***** Reading passage *****
As a prelude to considering the balance of convenience, the Court must consider whether or not the applicant will suffer irreparable loss, being loss for which an award of damages would not be an adequate remedy, either because of the nature of the threatened loss, or because the party sought to be restrained would not be in a position to satisfy an order for damages”.


The Fiji Court of Appeal quoted with approval the following passage from American Cyanamid:


“If damages... would be an adequate remedy and the defendant would be in a financial position to pay them, no interlocutory injunction should normally be granted”[19]


  1. In Professional West Realty (Fiji) Limited v Professional Limited[20], the Fiji Court of Appeal stated:

The balance of convenience is often approached by considering the harm to the Plaintiff that may result in the event that the injunction is not granted and the harm to the Defendant that may result in the event that the injunction is granted. The onus lies on the Plaintiff to establish that on balance the harm that it is likely to suffer if the injunction is not granted outweighs any detriment to the Defendant in the event that the injunction is granted”.


  1. In NWL v Woods[21], the House of Lords said:

“In assessing whether what is compendiously called the balance of convenience lies in granting or refusing interlocutory injunctions in actions between parties of undoubted solvency the judge is engaged in weighing the respective risks that injustice may result from his deciding one way rather than the other at a stage when the evidence is incomplete.”


  1. In my view, the balance of convenience is a material consideration in this case, considering the facts that have been placed before court by both parties. The master was probably correct in stating that the appellants had not established any legal or proprietary rights over the disputed property or that the respondents have infringed any such rights.
*****
* Required task a
Check each statement against the judgment excerpt on interlocutory injunctions. For each one, answer yes or no and quote the words from the excerpt that decide it.
(i) Under Professional West Realty, the defendant carries the onus of showing where the balance of harm lies.
(ii) The House of Lords in NWL v Woods described the weighing of risks as happening at a stage when the evidence is incomplete.
(iii) The master found that the appellants had established proprietary rights over the disputed property.
The rows that follow have no connection to the judgment excerpt.
***** Materials provided *****
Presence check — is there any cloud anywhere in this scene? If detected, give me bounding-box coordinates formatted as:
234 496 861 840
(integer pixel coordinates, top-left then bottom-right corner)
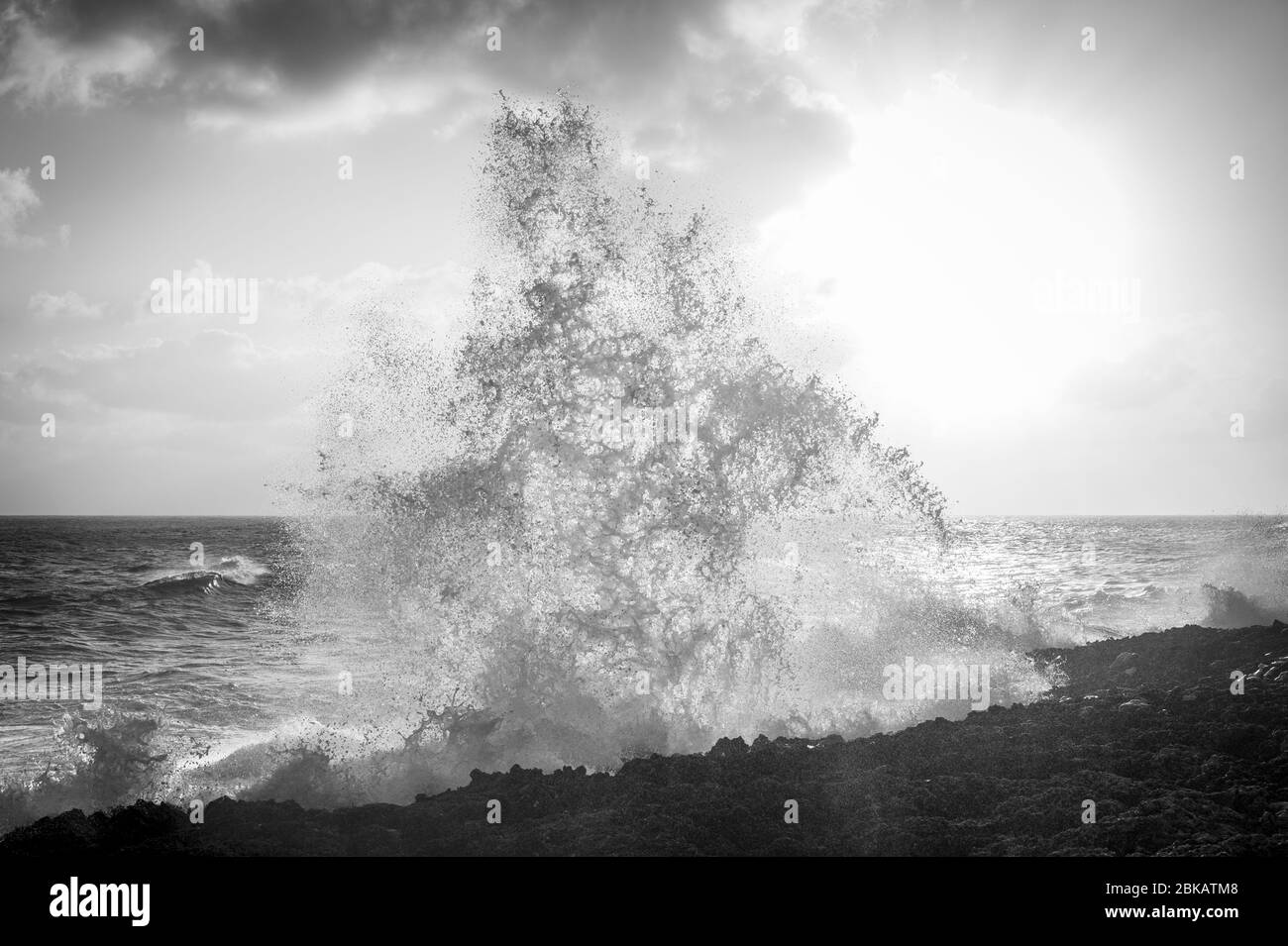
27 291 106 319
0 167 44 247
0 8 167 108
0 328 310 423
0 0 875 157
*****
* Required task b
Resize the cloud-detection rows above by writing out every line again, request included. Multiply each bounding-box coordinate in the answers by 1.4 and round to whole numbers, rounding halves up. Leave the request and its sample coordinates unchanged, and omit the picture line.

* Exercise response a
(i) No: "The onus lies on the Plaintiff to establish that on balance the harm that it is likely to suffer if the injunction is not granted outweighs any detriment to the Defendant"
(ii) Yes: "at a stage when the evidence is incomplete"
(iii) No: "the appellants had not established any legal or proprietary rights over the disputed property"

* Exercise response b
Presence check — is there any cloud anywhere in this scene? If detected, give me bounding-box coordinates formatted as:
234 496 861 840
(integer pixel coordinates, top-left then bottom-right corner)
38 407 148 447
0 234 62 346
0 11 234 151
0 459 434 592
0 0 1225 220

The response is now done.